### Aufgabe
Führen Sie den Text über die grün-rote Koalition und den Streit um Stuttgart 21 im Anschluss an seinen letzten Satz weiter.

Lesen Sie auf Seite 2, wie die Koalition den Weg aus der Krise sucht.
Noch als SPD-Generalsekretär hatte Friedrich in der Endphase des Wahlkampfs mit Grünen-Landeschefin Silke Krebs gemeinsame Auftritte der Spitzenkandidaten Winfried Kretschmann (Grüne) und Nils Schmid (SPD) organisiert. Das Doppel sollte den Wählern signalisieren: Es gibt ein gemeinsames Regierungsprojekt. Nun versuchen Friedrich und Krebs, die als Staatsministerin die rechte Hand des Ministerpräsidenten ist, das Projekt am Laufen zu halten. Der rote Grünen-Versteher und die grüne SPD-Versteherin verkörpern den gemeinsamen Teil dieser Regierung.
Unlängst zelebrierten auch SPD-Fraktionschef Claus Schmiedel und Grünen-Verkehrsminister Winfried Hermann Eintracht. Die CDU hatte im Landtag eine Debatte beantragt, sie trug den Titel „Stuttgart 21: Verkehrsminister auf Geisterfahrt?“ Die Überschrift sei „daneben“, rief Schmiedel in gespielter Empörung. Die CDU wolle nur von eigenen Versäumnissen im Verkehrsbereich ablenken. Hermann nickte. Doch die zur Schau gestellte Gemeinsamkeit währte nur kurz.
Hermann ist so etwas wie die letzte Hoffnung der Protestbewegung – und Schmiedel sein Konterpart. Beide stehen für die reine Parteilehre, jeder für sich. Während Friedrich und Krebs die grün-roten Gemeinsamkeiten suchen, markieren Schmiedel und Hermann die Trennlinien. Als die Grünen versuchten, den von S-21-Schlichter Heiner Geißler vorgeschlagenen Kompromiss eines kombinierten Tief- und Kopfbahnhofs zur Regierungslinie zu machen, drohte Schmiedel mit dem Bruch des Bündnisses: „Wer den Volksentscheid infrage stellt, stellt die Koalition infrage.“
Der schöne Plan, bei Stuttgart 21 einfach das Volk entscheiden zu lassen, um die Kräfte ganz aufs gemeinsame Regieren konzentrieren zu können, geht bislang nicht auf. Vielmehr droht der Streit, das Klima in einer Koalition zu vergiften, in der das Misstrauen mitregiert. Die SPD habe nicht verkraftet, dass sie nicht den Ministerpräsidenten stelle und kämpfe daher verzweifelt um Aufmerksamkeit, schimpfen sie bei den Grünen. Die Genossen wiederum werfen der Ökopartei vor, gemeinsame Beschlüsse immer wieder infrage zu stellen statt Kompromisse gegenüber der eigenen Basis zu vertreten.

### Angezeigte Daten
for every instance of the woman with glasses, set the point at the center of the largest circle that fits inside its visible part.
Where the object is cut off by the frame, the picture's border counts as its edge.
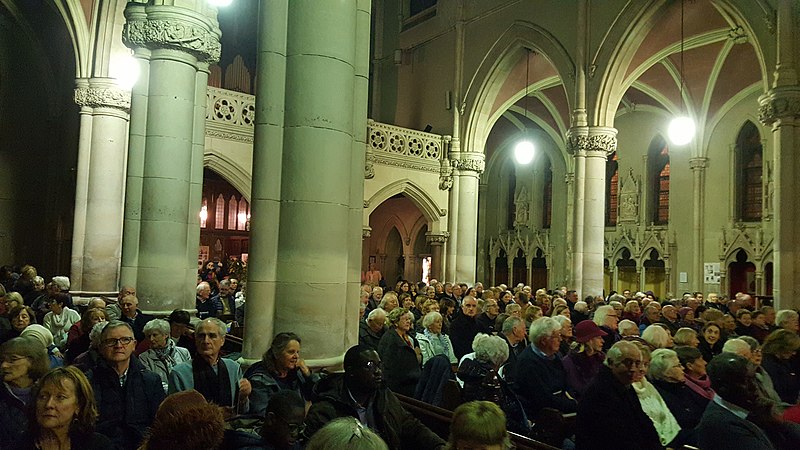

### Ergebnis
Angesichts dieser Gemengelage sucht der Ministerpräsident nach dem rechten Weg. Kretschmann hat es Grün-Rot vor allem zu verdanken, dass die Opposition aus den Schwierigkeiten bislang wenig Profit schlagen kann. Seine Popularität ist selbst in konservativen Kreisen so groß, dass der frühere CDU-Regierungschef und jetzige EU-Kommissar Günther Oettinger seine Partei vor direkten Angriffen auf seinen Nach-Nachfolger warnt: „Lasst den Kretschmann in Ruhe. Der ist Kult.“ Bislang hat es der 63-Jährige mit seiner landesväterlichen Art sogar geschafft, die Grabenkämpfe um den Bahnhof weitgehend unbeschadet zu überstehen.